EXERCISE INPUTS |
····················

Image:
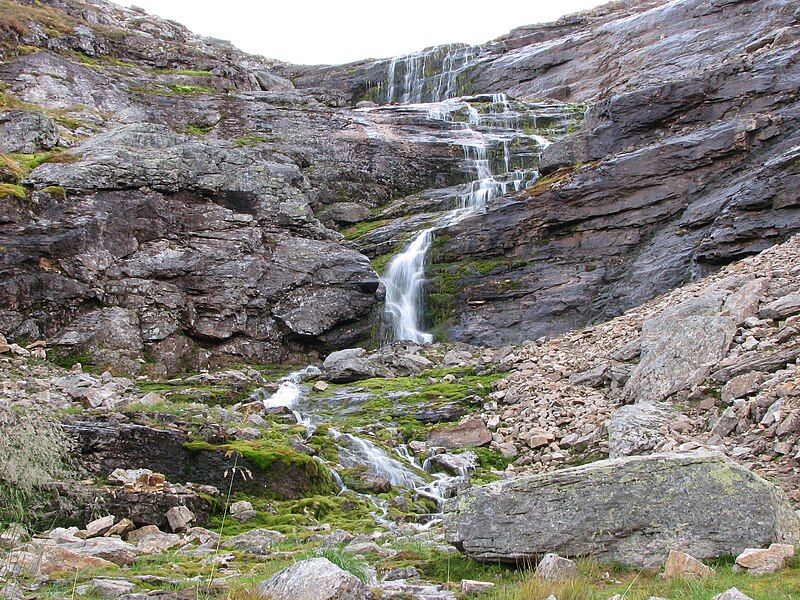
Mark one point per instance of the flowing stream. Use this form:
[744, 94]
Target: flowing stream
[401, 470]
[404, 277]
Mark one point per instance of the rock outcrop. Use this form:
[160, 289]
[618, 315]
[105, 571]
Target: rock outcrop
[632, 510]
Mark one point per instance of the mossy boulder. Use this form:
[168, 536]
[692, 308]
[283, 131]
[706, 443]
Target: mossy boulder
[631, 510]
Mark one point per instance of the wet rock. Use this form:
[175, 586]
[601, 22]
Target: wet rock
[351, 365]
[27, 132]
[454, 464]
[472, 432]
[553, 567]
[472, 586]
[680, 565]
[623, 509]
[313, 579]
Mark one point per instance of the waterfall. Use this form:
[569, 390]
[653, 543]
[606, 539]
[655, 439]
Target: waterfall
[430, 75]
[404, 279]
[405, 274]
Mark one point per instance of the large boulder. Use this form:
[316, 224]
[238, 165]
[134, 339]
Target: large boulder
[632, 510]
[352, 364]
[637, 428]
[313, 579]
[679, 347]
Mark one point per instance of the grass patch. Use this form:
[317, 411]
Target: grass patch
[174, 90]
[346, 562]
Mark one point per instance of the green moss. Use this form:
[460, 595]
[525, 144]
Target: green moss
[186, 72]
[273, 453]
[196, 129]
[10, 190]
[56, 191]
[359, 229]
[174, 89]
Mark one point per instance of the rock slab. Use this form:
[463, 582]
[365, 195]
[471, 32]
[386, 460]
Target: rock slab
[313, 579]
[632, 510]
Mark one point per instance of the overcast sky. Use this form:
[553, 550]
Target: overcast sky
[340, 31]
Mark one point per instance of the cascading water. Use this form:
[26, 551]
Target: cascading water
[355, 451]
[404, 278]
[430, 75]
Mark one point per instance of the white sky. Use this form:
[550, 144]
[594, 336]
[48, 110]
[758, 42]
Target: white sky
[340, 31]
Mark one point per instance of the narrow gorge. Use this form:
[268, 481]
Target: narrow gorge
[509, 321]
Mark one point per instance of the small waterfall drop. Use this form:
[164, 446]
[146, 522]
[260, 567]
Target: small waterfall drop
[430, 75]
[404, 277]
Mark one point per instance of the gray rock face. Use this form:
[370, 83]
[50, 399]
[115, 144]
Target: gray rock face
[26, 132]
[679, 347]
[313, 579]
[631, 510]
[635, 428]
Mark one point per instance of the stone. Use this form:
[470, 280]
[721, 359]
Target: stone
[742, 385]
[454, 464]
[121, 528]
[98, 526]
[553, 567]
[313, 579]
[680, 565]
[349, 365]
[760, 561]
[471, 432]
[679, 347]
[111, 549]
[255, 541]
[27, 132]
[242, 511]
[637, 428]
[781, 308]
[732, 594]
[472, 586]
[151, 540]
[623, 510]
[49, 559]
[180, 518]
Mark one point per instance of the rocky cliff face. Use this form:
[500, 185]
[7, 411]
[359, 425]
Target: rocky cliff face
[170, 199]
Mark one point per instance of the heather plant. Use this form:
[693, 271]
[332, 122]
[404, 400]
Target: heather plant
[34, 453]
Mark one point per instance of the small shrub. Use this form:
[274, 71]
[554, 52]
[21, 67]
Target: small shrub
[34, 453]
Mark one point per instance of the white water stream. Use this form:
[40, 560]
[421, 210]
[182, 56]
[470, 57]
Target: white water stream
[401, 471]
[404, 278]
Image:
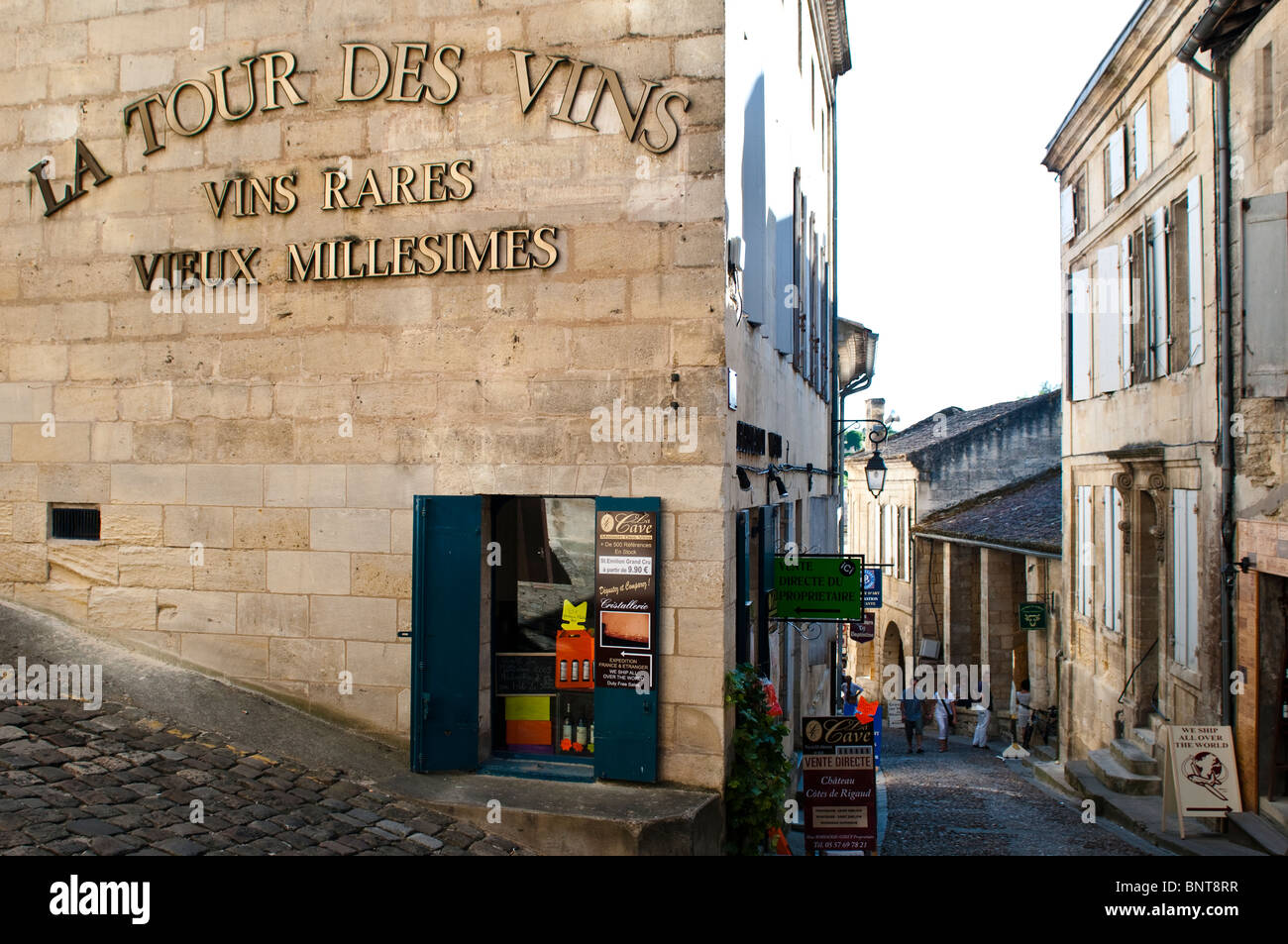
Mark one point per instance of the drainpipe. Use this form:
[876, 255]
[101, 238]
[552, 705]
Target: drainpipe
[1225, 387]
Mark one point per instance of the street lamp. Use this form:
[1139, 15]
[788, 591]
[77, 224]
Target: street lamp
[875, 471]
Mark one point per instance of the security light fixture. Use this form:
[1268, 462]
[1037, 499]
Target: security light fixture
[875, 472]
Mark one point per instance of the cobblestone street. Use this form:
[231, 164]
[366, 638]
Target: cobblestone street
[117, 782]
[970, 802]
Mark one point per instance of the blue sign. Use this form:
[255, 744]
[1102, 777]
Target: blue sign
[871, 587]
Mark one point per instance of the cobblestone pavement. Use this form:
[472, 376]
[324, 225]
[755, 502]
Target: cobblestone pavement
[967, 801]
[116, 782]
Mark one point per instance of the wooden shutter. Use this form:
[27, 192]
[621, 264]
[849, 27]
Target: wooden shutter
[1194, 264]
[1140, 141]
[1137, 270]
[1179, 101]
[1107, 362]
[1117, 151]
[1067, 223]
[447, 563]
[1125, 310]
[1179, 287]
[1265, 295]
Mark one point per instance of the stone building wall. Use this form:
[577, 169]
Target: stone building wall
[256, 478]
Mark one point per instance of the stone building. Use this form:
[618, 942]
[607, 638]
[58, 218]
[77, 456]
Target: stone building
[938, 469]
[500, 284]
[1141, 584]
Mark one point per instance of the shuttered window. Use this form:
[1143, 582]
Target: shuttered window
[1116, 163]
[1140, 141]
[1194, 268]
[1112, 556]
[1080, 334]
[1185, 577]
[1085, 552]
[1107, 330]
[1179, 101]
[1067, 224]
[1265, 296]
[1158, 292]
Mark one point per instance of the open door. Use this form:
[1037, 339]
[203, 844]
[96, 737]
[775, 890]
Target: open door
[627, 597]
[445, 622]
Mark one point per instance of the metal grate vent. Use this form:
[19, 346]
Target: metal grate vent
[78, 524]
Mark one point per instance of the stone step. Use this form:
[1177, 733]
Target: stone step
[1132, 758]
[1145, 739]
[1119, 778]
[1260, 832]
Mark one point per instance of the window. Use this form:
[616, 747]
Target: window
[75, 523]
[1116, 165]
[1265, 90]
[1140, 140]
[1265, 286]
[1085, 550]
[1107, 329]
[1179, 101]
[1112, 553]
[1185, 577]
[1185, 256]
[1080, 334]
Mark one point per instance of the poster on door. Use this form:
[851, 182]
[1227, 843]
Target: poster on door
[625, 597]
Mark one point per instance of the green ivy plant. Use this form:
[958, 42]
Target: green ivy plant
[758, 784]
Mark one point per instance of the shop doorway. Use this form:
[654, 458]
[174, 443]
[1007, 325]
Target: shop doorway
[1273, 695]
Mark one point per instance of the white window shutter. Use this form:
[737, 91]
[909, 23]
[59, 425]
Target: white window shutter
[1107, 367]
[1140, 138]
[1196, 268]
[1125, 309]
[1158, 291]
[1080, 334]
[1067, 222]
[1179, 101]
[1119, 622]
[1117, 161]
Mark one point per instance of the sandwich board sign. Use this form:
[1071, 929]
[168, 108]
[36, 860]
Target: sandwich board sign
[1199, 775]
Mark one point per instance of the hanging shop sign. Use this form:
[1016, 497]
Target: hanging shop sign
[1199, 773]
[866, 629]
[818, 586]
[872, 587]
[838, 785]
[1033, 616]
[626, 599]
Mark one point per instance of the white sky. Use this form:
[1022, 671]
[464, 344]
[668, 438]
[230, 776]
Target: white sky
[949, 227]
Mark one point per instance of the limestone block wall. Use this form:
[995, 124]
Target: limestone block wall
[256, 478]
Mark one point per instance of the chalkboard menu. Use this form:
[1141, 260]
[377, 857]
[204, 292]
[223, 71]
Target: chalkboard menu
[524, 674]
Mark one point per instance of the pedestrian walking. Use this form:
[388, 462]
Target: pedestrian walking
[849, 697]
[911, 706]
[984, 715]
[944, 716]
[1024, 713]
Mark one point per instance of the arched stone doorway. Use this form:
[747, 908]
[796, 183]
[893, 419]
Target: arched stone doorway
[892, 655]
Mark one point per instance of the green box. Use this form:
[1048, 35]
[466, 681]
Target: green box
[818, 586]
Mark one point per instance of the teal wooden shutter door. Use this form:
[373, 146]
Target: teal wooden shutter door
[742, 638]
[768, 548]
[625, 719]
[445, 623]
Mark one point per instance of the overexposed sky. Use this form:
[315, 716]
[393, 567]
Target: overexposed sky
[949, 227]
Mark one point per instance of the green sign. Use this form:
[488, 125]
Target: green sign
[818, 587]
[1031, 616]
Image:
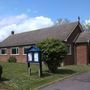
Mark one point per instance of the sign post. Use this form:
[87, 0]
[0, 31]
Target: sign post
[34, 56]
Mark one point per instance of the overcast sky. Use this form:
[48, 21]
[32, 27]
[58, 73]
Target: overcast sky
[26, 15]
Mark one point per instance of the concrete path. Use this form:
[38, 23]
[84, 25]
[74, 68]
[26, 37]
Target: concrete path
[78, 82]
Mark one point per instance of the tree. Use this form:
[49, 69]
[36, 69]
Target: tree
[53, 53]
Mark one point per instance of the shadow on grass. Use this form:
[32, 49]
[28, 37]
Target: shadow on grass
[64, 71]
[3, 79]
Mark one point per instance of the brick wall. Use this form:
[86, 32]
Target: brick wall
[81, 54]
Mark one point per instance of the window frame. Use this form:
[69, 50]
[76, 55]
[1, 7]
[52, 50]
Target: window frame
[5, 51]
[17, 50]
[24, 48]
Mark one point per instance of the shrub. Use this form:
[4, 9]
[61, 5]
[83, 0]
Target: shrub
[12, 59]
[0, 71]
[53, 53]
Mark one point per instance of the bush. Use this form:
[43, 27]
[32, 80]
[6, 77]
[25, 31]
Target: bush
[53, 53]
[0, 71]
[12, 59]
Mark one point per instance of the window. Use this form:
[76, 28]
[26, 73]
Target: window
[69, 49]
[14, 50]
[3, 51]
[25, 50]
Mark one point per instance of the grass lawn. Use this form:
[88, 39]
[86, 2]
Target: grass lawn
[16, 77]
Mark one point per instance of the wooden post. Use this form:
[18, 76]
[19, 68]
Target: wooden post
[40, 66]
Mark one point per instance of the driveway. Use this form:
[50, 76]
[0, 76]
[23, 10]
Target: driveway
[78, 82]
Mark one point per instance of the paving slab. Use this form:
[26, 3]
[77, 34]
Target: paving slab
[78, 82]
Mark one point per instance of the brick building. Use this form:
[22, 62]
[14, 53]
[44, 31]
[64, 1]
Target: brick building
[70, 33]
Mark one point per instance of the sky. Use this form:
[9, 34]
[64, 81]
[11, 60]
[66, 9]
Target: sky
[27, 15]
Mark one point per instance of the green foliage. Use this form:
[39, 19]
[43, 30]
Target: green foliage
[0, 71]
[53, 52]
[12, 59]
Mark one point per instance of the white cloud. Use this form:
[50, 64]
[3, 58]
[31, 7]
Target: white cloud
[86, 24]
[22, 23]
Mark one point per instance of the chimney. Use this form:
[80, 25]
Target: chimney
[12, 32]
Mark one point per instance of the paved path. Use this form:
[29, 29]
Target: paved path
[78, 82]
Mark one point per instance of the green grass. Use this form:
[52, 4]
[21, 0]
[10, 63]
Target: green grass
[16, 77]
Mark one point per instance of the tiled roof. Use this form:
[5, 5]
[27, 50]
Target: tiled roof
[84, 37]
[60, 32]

····················

GIVEN EXERCISE |
Update the rows starting at the line containing "Mark one point per instance of the sky." and ending at the last of the rows, replacing "paved path" with "gravel path" and leaving everything else the same. Return only those rows.

RESPONSE TO THE TASK |
Mark one point per instance of the sky. Use this form:
[9, 34]
[64, 81]
[11, 60]
[66, 9]
Target: sky
[27, 15]
Mark one point per instance of the green foliage. Use this form:
[39, 19]
[43, 30]
Target: green foliage
[0, 71]
[53, 52]
[12, 59]
Mark one point per instance of the white cloud. Use this form:
[50, 64]
[3, 58]
[31, 7]
Target: white cloud
[86, 24]
[22, 23]
Mark one point per instance of the chimney. Use this form:
[80, 25]
Target: chimney
[12, 32]
Mark one point per instance of the gravel path. Use this form:
[29, 29]
Target: gravel path
[78, 82]
Mark one point per instance of the green grass. Use this form:
[52, 4]
[21, 0]
[10, 63]
Target: green grass
[16, 77]
Mark one point per instance of the tiled roof. Use this form:
[5, 5]
[27, 50]
Target: tiled roof
[84, 37]
[60, 32]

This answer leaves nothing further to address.